# Your objective:
Print, exactly as written, the line containing "Can you see the feathered" and every line after it, ending with the final line of the data below.

# Given records:
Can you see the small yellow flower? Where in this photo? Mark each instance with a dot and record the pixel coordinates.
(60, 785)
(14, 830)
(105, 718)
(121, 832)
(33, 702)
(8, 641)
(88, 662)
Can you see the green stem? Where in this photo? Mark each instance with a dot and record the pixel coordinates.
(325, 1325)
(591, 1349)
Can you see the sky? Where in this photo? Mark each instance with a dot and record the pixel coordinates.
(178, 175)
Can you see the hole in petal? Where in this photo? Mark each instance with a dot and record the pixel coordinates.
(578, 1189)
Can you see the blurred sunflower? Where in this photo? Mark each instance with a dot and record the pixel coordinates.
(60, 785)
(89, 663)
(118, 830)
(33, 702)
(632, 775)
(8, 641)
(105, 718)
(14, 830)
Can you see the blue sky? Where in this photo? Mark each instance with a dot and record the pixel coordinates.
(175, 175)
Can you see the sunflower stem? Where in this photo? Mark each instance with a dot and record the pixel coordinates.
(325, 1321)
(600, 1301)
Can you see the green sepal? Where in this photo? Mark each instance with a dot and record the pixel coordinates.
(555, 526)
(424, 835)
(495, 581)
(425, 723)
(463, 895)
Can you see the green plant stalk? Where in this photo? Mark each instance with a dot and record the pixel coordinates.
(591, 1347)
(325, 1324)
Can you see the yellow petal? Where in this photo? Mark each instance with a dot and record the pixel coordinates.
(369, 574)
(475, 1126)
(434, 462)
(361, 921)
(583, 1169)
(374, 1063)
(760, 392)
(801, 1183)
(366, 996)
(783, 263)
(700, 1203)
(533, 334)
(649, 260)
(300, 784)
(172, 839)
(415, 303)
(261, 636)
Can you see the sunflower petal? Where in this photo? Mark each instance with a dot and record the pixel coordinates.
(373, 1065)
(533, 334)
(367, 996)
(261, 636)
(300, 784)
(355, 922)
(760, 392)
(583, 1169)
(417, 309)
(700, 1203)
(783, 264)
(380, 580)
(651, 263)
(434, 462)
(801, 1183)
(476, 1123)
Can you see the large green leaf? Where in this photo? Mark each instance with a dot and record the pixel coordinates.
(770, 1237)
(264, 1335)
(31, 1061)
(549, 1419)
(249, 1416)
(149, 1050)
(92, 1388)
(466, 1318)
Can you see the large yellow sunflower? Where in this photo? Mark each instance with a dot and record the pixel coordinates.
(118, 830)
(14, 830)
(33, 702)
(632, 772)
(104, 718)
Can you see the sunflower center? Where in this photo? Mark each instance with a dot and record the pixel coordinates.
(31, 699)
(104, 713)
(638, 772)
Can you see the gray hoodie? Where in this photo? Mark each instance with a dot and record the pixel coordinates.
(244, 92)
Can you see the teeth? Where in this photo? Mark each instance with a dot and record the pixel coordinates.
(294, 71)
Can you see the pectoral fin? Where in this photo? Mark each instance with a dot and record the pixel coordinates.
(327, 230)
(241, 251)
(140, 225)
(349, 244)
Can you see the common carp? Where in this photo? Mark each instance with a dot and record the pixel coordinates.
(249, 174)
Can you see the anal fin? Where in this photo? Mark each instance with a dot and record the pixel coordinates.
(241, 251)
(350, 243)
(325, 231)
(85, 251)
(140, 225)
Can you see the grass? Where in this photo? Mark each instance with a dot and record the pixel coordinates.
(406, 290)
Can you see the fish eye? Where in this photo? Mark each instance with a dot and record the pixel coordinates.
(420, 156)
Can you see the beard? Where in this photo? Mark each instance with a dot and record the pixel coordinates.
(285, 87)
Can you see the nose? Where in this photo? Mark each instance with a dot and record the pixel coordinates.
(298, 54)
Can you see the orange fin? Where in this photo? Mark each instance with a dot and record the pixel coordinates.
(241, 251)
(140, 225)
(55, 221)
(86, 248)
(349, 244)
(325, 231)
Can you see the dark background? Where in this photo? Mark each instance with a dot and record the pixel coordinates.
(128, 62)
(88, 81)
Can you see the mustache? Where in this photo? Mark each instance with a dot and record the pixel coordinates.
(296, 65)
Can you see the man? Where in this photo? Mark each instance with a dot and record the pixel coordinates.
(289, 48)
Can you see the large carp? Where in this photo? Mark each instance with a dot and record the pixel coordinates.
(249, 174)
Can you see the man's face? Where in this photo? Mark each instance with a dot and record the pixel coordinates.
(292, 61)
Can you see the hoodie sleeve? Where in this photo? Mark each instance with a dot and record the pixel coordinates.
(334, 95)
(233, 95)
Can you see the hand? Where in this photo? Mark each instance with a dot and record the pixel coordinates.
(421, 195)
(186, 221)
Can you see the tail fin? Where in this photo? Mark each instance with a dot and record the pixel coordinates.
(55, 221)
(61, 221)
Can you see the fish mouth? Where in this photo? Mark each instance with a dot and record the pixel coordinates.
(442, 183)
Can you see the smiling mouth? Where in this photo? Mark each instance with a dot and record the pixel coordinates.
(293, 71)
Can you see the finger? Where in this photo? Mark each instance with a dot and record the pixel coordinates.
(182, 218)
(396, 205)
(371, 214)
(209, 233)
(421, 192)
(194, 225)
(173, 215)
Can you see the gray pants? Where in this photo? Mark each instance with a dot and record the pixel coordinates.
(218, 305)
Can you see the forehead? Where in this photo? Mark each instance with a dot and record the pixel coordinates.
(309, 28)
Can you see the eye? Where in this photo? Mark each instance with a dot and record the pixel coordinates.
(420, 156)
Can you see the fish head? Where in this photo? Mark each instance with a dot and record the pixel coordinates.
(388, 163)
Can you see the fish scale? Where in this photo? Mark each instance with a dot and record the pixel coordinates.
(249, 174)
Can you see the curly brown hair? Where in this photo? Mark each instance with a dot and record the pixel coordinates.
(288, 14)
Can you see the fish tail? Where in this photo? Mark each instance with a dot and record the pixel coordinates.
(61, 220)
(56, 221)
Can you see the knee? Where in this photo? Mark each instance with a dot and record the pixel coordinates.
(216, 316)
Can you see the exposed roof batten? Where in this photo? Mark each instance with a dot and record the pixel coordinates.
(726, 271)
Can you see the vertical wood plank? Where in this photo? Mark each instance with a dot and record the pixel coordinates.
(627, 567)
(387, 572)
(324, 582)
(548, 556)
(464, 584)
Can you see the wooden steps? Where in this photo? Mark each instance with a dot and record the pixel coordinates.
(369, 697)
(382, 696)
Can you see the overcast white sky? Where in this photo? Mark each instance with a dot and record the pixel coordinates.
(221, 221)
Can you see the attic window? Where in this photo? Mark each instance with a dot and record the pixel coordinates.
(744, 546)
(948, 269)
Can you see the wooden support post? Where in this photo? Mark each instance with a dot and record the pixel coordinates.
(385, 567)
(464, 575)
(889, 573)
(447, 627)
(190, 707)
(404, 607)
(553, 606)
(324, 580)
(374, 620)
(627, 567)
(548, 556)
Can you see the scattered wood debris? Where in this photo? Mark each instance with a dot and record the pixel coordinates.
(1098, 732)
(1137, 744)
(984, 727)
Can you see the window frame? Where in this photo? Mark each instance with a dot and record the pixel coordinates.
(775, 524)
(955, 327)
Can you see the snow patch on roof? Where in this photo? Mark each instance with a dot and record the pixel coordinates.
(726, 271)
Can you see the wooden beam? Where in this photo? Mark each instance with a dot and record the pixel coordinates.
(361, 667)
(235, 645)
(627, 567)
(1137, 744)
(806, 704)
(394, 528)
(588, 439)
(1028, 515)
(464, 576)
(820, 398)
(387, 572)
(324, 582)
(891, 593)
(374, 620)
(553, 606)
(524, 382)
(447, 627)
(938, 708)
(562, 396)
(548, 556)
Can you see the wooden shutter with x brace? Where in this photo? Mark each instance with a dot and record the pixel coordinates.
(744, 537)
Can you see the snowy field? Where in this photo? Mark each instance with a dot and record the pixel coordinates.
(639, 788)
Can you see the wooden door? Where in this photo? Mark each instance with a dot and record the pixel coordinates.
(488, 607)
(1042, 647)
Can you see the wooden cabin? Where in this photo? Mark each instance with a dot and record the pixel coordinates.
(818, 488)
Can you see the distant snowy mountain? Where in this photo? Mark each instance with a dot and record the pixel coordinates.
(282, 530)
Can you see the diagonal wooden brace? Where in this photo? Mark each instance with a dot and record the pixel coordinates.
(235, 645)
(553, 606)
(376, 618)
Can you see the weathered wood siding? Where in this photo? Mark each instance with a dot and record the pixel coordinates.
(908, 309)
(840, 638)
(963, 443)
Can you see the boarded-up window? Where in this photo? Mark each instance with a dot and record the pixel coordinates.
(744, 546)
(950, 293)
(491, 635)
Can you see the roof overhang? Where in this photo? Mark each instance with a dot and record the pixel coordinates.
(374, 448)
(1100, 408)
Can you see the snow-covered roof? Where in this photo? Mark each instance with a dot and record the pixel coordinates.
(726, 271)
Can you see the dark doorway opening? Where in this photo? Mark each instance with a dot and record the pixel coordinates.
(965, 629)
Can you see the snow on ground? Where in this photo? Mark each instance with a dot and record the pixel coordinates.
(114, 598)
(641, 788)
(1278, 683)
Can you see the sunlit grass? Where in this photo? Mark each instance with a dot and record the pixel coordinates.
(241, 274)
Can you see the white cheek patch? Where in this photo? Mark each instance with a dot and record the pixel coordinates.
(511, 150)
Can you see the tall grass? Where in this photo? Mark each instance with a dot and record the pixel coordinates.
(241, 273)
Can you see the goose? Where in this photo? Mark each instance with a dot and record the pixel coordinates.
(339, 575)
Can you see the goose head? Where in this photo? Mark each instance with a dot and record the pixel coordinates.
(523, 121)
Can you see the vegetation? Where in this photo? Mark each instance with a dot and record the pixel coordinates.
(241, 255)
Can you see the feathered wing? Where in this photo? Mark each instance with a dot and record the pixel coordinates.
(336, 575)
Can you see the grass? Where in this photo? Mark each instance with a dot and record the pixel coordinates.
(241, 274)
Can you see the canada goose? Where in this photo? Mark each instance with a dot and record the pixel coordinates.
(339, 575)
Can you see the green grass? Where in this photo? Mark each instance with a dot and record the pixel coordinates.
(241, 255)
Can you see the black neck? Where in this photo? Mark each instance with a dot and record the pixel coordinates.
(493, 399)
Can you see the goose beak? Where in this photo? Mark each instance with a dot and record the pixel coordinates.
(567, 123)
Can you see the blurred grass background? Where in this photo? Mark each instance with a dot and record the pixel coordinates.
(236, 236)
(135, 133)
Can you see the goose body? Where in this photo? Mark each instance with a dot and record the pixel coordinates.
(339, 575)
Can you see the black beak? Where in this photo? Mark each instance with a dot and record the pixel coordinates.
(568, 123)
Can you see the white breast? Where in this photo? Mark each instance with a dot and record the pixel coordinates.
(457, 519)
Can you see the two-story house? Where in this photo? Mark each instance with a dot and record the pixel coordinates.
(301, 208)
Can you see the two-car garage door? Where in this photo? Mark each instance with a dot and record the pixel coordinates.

# Response to this task:
Can you see the feathered wing? Where in this photo? Mark each instance with a dot and record the pixel coordinates.
(336, 575)
Can you see the grass? Where in this photo? Mark each instance with a dot and record the pixel coordinates.
(241, 274)
Can you see the canada goose? Where in this photo? Mark each instance with a dot and record the pixel coordinates.
(339, 575)
Can you see the green grass? Where in this photo? Mark each instance with a dot and record the pixel coordinates.
(241, 255)
Can you see the black neck? Where in this photo? Mark each instance with a dot and record the pixel coordinates.
(493, 399)
Can you see the goose beak? Where in this photo? Mark each instance with a dot and record the pixel coordinates.
(567, 123)
Can you see the blurred grass background? Where in this photo? Mark each instance with a dot and record the pixel coordinates.
(236, 236)
(135, 133)
Can you see the goose body? Where in this photo? Mark each instance with a dot and record the pixel coordinates.
(339, 575)
Can you see the black beak? Where in this photo? Mark each instance with a dot and record the pixel coordinates.
(568, 123)
Can you see the white breast? Where in this photo? Mark each instance with a dot and record the pixel coordinates.
(457, 519)
Can you see the two-story house? Where in this photo? Mark each instance with a dot and record the pixel coordinates.
(301, 208)
Can you see the two-car garage door? Where in this photo? Mark each instance with a dot and record the pixel coordinates.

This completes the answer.